TASK PROMPT:
Count the lines in the material below that contain the word "blurred", and reply with that number alone.

EXTRACTED RECORDS:
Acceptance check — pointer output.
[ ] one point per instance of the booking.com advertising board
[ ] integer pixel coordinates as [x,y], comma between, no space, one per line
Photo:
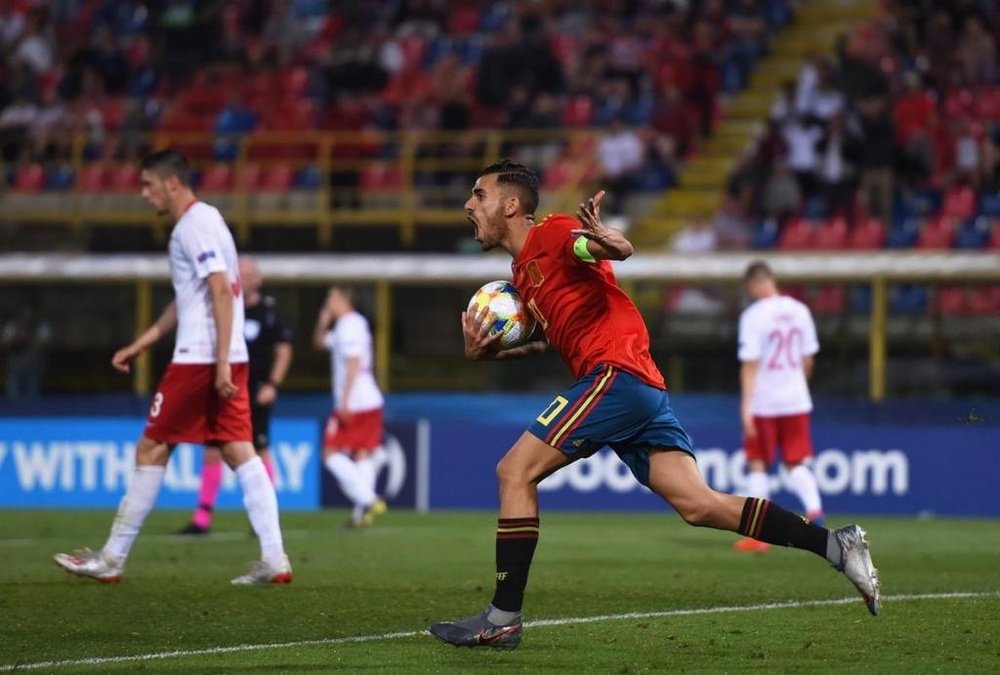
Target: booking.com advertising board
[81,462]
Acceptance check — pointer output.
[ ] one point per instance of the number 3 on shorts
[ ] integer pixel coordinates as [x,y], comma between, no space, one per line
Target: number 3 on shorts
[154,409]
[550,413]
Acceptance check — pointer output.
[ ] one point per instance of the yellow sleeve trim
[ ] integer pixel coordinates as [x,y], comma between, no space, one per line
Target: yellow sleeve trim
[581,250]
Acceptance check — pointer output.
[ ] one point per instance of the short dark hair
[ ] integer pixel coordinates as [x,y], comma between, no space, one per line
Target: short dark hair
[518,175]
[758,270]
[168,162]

==

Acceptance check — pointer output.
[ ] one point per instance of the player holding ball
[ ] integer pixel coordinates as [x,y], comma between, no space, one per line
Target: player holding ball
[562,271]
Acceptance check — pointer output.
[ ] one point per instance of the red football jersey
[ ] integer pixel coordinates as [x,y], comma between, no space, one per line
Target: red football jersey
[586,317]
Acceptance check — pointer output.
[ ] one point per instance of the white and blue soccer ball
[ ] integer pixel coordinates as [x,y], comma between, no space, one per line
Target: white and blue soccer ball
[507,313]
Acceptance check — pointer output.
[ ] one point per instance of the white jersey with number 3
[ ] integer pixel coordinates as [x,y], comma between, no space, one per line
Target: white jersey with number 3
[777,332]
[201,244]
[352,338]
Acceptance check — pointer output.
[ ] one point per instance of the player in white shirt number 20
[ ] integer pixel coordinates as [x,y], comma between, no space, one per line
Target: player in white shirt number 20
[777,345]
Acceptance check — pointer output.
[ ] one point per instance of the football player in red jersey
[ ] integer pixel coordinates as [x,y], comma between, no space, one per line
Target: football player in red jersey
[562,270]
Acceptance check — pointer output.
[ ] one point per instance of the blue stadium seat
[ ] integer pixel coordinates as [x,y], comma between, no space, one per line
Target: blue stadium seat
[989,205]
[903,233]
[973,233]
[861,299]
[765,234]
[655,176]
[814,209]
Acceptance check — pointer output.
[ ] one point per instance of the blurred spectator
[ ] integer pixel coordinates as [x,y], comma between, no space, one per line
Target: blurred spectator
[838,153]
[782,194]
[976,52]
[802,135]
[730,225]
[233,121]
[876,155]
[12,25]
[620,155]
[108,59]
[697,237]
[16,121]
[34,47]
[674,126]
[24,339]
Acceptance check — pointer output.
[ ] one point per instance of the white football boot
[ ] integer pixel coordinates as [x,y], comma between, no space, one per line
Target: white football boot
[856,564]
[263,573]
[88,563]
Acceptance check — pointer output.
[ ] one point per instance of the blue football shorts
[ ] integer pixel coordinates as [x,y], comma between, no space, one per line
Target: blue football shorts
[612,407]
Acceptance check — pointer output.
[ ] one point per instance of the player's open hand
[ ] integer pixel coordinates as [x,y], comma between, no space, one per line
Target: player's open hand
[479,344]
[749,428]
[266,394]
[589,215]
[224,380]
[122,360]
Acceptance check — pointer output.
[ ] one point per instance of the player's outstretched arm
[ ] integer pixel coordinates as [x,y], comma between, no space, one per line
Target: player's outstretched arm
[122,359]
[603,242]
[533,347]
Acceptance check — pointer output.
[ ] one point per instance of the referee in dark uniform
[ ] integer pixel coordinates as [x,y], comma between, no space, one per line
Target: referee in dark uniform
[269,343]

RESPONSE TO THIS EXERCISE:
2